══ Records for this exercise ══

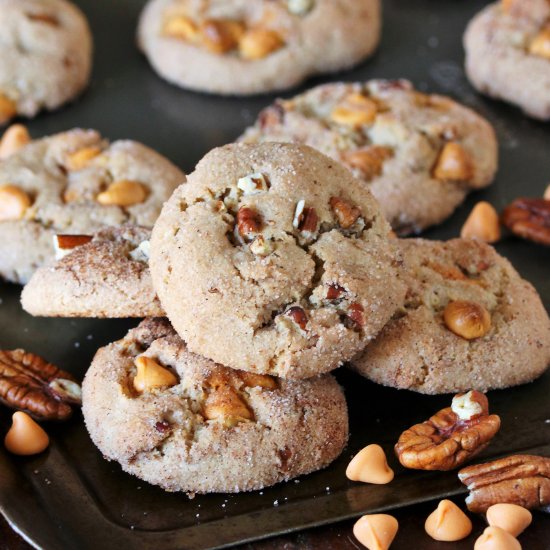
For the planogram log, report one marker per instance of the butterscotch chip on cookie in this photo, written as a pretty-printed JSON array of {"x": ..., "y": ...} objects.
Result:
[
  {"x": 75, "y": 183},
  {"x": 243, "y": 47},
  {"x": 469, "y": 322},
  {"x": 104, "y": 275},
  {"x": 274, "y": 259},
  {"x": 418, "y": 154},
  {"x": 192, "y": 425},
  {"x": 508, "y": 54},
  {"x": 46, "y": 53}
]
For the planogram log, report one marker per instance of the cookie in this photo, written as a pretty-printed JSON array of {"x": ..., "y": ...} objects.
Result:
[
  {"x": 273, "y": 259},
  {"x": 46, "y": 53},
  {"x": 75, "y": 183},
  {"x": 418, "y": 349},
  {"x": 508, "y": 54},
  {"x": 208, "y": 428},
  {"x": 104, "y": 275},
  {"x": 240, "y": 47},
  {"x": 418, "y": 154}
]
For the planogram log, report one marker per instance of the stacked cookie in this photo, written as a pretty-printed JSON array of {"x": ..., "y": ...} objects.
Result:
[{"x": 274, "y": 265}]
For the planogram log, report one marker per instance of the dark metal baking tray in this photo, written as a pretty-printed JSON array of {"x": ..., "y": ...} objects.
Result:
[{"x": 70, "y": 497}]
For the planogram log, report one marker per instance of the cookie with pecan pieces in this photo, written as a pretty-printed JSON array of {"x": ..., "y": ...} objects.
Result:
[
  {"x": 274, "y": 259},
  {"x": 508, "y": 54},
  {"x": 418, "y": 154},
  {"x": 180, "y": 421},
  {"x": 75, "y": 183},
  {"x": 240, "y": 47},
  {"x": 469, "y": 322},
  {"x": 46, "y": 53},
  {"x": 104, "y": 275}
]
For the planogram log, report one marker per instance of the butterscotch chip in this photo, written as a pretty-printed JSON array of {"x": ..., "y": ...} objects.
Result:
[
  {"x": 244, "y": 48},
  {"x": 14, "y": 138},
  {"x": 483, "y": 223},
  {"x": 448, "y": 523},
  {"x": 46, "y": 53},
  {"x": 105, "y": 275},
  {"x": 512, "y": 518},
  {"x": 25, "y": 437},
  {"x": 216, "y": 429},
  {"x": 416, "y": 350},
  {"x": 58, "y": 180},
  {"x": 508, "y": 52},
  {"x": 419, "y": 159},
  {"x": 269, "y": 313},
  {"x": 494, "y": 538},
  {"x": 376, "y": 531}
]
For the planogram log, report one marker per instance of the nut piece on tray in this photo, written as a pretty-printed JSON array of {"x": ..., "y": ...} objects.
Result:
[
  {"x": 31, "y": 384},
  {"x": 178, "y": 420},
  {"x": 239, "y": 48},
  {"x": 469, "y": 322},
  {"x": 519, "y": 479},
  {"x": 75, "y": 183},
  {"x": 529, "y": 219},
  {"x": 273, "y": 259},
  {"x": 451, "y": 437},
  {"x": 418, "y": 154},
  {"x": 508, "y": 54},
  {"x": 104, "y": 276}
]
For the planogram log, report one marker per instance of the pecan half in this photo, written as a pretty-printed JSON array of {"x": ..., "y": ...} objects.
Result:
[
  {"x": 529, "y": 219},
  {"x": 518, "y": 479},
  {"x": 447, "y": 440},
  {"x": 29, "y": 383}
]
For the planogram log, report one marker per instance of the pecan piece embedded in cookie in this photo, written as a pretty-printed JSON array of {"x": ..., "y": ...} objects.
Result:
[
  {"x": 519, "y": 479},
  {"x": 529, "y": 219},
  {"x": 31, "y": 384},
  {"x": 451, "y": 437}
]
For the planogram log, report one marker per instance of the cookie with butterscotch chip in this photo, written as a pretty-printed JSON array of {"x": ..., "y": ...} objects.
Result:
[
  {"x": 469, "y": 322},
  {"x": 178, "y": 420},
  {"x": 508, "y": 54},
  {"x": 45, "y": 53},
  {"x": 273, "y": 259},
  {"x": 240, "y": 47},
  {"x": 418, "y": 154}
]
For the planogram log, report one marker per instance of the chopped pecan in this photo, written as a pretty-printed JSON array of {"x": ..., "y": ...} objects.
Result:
[
  {"x": 518, "y": 479},
  {"x": 298, "y": 315},
  {"x": 334, "y": 291},
  {"x": 346, "y": 214},
  {"x": 529, "y": 219},
  {"x": 447, "y": 440},
  {"x": 29, "y": 383},
  {"x": 249, "y": 222},
  {"x": 356, "y": 315}
]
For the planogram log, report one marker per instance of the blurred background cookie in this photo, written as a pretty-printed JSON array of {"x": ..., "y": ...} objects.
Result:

═══

To be done:
Please repeat the lines from the one containing "of the blurred" through the last line above, inclusive, word for word.

Output:
For the planogram log, report one marker per instance of the blurred background cookie in this photo, written as a pretty-printed JSON array of {"x": ..., "y": ...} objects.
Result:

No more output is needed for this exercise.